__Short problem 1__. According to the review of the Gallipoli book below, what post did Winston Churchill hold at the time of the naval plan?

__Text provided__.
· · · · · · ·
How did it all go so wrong? Despite opting to spend most of the book with the ANZAC (Australian and New Zealand Army Corps) troops in the trenches, Fitzsimons does an admirable job decoding the mix of over-optimism, managerial muddle, and lack of appreciation for local conditions that combined to make an Allied amphibious landing in Gallipoli seem like such a good idea… at least to those sitting in London. A young and manic Winston Churchill, then First Lord of the Admiralty, speed walks through Whitehall, obsessed with finding a way to use the Royal Navy to end the grinding stalemate on the Western Front. His genius brainwave? Send a flotilla of minesweepers and battleships up the Dardanelles and onward to Constantinople to scare the Turks into surrender. Had that plan worked it would have stood as history’s grandest example of gunboat diplomacy.

But the plan didn’t work. The Ottomans and their German advisors mustered just enough of a defensive effort, using a combination of minefields and artillery, to drive back the minesweepers and batter the fleet. Churchill was forced back to the drawing board, eventually convincing the Army to support the Naval force with an amphibious landing on the Gallipoli peninsula. The previously all-Navy operation thus

An Australian Sniper peers over a trench in 1915.
An Australian Sniper peers over a trench in 1915.

became a joint Army-Navy invasion. Until the following year’s Allied withdrawal from the peninsula, the Army was to take the brunt of the punishment, with the Navy providing mainly logistical support and transport with the occasional desultory gunfire support to ground operations.

What redeems the story of this quagmire is the piss, vinegar, and rude good humor of the ANZAC soldier as he departs home for the first time, trains for combat in Egypt under the nose of the Sphynx, disembarks on the coast of the Peninsula during the cold predawn hours, and scrambles up the hill again and again as Allied fortunes slowly dwindle and the bodies of his friends pile up around him. Though the story has many individual heroes on both sides (Fitzsimons has a deep respect for the tenacious Turks, enduring stoically in conditions at least as poor as those of the Allies), it is the archetype of the ANZAC soldier that shines through most brightly.

The first third of book covers the transportation and training of the ANZACs and culminates in the shock of their initial (opposed) landings. It reads like a nineteenth century boy’s adventure novel. Everything is bustle and forward motion; the world outside Australia is crammed with dangerous and seductive wonders. The reader is invited to stand among the troops and stare in awe as their transport ships glide quietly up the Suez Canal at night. Later, as the ANZACs train and assemble for the invasion in Alexandria, the story briefly becomes a cautionary tale about the dangers of allowing relatively well paid young soldiers unfettered access to Egypt’s renowned brothels. Letting the reader get to know and love the jovial ANZACs before hurling them on the beaches of Gallipoli is a painful and effective way of keeping one glued in through the rest of the often grueling narrative.    

One of the reasons that Fitzsimons succeeds in capturing the huge scale of the landings and subsequent battles while never losing sight of the plight of the common soldier is that Gallipoli itself is just the right size. Most important locations are a single hill, valley, or inlet. The enemy is always very close, the sounds of shrapnel and thud of artillery create a hellish sonic micro-climate, and the freshly dug cemeteries are never far off. The scenes feel both intimate and comprehensive, in a way that histories of Somme or Verdun can never be.
· · · · · · ·
__Short problem 2__. Copy out the records below, from the line that contains "Can you see the jacket pocket" to the line that contains "x=1089, y=257", with both of those lines included.

__Supplied entries__.
· · · · · · ·
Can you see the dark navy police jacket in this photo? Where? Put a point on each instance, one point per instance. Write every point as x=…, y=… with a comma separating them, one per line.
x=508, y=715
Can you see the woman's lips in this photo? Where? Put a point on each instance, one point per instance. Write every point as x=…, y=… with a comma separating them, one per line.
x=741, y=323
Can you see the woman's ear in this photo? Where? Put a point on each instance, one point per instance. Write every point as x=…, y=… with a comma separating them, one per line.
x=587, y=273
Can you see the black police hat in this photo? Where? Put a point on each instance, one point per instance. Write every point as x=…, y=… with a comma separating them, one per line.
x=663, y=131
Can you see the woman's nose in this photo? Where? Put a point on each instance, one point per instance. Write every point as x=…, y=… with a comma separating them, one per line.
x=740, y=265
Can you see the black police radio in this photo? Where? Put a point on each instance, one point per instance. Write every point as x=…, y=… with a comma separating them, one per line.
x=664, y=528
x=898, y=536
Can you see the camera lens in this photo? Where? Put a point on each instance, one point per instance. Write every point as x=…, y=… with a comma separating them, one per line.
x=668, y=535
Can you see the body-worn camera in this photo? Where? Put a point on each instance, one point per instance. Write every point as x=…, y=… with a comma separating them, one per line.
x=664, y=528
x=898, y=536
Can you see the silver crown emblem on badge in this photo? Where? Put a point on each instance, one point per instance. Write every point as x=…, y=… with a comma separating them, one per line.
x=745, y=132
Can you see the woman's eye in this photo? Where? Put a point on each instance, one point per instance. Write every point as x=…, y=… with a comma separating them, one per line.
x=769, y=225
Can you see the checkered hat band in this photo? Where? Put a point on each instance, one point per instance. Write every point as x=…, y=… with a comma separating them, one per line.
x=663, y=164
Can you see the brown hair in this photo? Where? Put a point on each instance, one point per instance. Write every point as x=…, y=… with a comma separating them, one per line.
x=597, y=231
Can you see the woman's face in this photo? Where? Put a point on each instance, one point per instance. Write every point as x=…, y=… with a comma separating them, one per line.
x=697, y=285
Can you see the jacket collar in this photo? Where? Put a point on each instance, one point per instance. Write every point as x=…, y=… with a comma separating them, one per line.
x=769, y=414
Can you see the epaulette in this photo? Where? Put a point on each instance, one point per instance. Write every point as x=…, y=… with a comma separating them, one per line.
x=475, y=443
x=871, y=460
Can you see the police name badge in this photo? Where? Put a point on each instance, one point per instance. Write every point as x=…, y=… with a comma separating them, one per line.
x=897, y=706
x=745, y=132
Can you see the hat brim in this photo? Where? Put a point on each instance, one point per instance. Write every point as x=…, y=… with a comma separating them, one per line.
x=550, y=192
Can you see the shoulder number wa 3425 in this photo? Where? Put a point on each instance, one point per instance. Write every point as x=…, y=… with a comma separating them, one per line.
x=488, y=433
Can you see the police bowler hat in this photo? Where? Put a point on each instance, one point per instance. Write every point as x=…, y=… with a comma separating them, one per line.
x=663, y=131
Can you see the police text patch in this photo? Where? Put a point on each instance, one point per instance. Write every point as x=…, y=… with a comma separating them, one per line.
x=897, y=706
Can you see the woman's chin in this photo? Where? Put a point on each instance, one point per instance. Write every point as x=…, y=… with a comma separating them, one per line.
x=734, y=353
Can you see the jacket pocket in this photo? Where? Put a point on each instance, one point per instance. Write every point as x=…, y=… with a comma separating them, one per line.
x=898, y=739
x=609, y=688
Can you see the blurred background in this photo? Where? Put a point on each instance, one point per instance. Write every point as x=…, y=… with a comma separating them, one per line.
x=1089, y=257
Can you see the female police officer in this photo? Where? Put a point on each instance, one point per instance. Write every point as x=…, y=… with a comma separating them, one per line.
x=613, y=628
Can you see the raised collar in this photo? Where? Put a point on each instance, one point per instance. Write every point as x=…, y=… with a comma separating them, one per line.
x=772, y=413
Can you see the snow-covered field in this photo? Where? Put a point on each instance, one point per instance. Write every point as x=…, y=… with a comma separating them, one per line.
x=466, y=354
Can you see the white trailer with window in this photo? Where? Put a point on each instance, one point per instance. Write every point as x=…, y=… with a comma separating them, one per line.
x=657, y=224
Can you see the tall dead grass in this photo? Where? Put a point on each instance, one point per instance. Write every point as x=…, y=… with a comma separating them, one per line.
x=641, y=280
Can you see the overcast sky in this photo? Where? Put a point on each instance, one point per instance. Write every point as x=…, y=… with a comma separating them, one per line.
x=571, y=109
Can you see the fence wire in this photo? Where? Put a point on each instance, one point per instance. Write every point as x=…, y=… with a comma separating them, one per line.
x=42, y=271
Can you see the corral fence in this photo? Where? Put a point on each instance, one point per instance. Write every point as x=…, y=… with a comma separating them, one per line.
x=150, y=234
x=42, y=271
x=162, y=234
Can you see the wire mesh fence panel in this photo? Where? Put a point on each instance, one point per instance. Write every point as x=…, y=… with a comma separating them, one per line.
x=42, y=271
· · · · · · ·
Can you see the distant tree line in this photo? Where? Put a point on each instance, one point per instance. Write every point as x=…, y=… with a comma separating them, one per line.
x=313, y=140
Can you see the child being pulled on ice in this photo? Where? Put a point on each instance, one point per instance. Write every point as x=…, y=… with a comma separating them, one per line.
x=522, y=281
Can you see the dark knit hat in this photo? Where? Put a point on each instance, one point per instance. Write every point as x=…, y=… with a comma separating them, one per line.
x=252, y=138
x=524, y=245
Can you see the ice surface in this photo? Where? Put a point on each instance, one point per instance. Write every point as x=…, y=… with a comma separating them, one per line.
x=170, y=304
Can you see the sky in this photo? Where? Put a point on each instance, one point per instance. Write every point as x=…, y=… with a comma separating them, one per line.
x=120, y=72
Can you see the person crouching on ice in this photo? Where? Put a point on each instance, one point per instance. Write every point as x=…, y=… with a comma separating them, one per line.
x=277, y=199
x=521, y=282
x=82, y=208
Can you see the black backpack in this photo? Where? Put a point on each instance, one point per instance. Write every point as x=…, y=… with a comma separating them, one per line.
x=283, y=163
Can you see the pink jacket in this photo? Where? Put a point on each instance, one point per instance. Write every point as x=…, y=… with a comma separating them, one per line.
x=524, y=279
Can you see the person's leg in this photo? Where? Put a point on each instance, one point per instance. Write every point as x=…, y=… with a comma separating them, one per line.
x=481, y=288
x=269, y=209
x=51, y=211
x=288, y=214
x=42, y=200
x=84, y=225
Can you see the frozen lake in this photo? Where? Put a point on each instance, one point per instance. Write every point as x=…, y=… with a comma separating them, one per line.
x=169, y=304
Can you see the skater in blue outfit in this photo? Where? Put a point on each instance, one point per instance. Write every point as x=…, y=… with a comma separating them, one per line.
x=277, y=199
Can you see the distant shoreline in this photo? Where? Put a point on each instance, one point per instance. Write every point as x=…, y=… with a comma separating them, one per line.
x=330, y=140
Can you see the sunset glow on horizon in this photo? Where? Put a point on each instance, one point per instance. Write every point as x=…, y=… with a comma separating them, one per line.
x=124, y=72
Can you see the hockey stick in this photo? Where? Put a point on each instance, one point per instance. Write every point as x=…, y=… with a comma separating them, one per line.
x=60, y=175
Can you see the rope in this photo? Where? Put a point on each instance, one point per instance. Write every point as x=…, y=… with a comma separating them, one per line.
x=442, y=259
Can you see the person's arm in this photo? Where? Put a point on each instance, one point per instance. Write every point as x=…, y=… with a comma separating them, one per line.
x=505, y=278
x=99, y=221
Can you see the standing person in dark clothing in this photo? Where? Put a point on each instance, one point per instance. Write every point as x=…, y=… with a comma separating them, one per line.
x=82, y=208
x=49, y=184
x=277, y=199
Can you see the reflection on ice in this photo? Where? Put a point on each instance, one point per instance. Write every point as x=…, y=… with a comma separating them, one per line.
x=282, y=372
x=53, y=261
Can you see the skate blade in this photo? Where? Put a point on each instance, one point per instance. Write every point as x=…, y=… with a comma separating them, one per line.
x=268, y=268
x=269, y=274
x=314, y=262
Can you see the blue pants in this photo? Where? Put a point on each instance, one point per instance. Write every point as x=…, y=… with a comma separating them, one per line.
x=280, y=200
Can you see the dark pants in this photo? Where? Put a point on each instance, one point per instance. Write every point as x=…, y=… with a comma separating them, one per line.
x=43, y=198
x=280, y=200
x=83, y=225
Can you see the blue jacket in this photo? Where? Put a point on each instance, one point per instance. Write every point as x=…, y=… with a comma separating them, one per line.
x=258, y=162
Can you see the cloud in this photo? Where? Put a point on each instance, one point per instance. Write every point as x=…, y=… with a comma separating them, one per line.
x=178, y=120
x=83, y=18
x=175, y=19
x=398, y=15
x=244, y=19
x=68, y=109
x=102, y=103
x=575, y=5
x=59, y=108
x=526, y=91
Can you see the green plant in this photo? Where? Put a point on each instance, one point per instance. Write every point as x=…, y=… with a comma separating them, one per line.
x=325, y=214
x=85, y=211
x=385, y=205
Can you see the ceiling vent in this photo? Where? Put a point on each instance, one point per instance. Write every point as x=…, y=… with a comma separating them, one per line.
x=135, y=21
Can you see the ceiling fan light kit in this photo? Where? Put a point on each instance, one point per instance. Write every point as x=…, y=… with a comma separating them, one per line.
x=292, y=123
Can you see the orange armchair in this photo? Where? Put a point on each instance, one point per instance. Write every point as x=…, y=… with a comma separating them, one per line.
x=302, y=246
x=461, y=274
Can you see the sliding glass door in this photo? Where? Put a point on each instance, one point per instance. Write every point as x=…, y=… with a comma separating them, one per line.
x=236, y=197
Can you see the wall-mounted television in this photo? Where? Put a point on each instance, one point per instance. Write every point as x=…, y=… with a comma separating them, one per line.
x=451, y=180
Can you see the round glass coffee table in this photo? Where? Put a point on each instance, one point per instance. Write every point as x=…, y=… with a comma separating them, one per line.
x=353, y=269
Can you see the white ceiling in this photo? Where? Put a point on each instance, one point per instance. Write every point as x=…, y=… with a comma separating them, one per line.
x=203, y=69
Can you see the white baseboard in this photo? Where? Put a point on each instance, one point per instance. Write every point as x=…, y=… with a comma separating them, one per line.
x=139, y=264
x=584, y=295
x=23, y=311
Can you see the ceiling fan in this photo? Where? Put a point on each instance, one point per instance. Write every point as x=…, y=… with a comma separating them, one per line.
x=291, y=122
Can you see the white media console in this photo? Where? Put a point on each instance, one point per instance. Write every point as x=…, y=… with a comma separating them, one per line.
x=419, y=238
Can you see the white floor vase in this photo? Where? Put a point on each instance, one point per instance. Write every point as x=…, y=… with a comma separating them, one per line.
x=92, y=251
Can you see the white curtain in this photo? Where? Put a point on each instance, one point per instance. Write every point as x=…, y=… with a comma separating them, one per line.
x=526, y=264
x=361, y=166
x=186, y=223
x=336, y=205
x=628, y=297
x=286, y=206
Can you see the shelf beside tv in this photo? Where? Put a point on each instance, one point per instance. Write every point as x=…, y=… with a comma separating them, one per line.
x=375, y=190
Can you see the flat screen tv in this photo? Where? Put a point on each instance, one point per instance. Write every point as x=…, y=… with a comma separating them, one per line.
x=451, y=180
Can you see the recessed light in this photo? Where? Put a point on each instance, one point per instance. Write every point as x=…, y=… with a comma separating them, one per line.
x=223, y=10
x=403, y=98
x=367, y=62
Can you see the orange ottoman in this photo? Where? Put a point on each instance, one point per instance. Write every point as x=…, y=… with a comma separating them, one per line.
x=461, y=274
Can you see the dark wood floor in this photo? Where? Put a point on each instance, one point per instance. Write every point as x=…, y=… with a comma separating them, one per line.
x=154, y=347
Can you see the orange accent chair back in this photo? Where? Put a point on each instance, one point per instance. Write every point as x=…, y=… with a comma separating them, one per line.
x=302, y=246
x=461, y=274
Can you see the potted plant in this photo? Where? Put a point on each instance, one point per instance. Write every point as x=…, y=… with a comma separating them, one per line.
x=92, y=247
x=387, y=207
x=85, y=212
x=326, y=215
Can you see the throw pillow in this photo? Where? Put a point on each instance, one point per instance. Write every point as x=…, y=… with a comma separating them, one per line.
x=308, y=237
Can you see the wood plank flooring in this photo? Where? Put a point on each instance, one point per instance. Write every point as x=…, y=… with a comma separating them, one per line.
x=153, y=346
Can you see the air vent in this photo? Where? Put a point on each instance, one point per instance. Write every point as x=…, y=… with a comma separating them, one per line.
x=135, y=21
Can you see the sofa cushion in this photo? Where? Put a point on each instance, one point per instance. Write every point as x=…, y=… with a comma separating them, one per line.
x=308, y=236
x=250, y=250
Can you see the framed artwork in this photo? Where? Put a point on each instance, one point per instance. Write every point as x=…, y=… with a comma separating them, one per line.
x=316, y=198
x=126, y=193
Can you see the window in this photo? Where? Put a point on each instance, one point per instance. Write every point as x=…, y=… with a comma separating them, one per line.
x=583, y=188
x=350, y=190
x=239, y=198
· · · · · · ·
__Complete response 1__. First Lord of the Admiralty.

__Complete response 2__.
Can you see the jacket pocket in this photo? Where? Put a point on each instance, one point per instance. Write every point as x=…, y=… with a comma separating them, one per line.
x=898, y=739
x=609, y=688
Can you see the blurred background in this photo? Where? Put a point on each instance, one point per instance. Write every point as x=…, y=… with a comma separating them, one per line.
x=1089, y=257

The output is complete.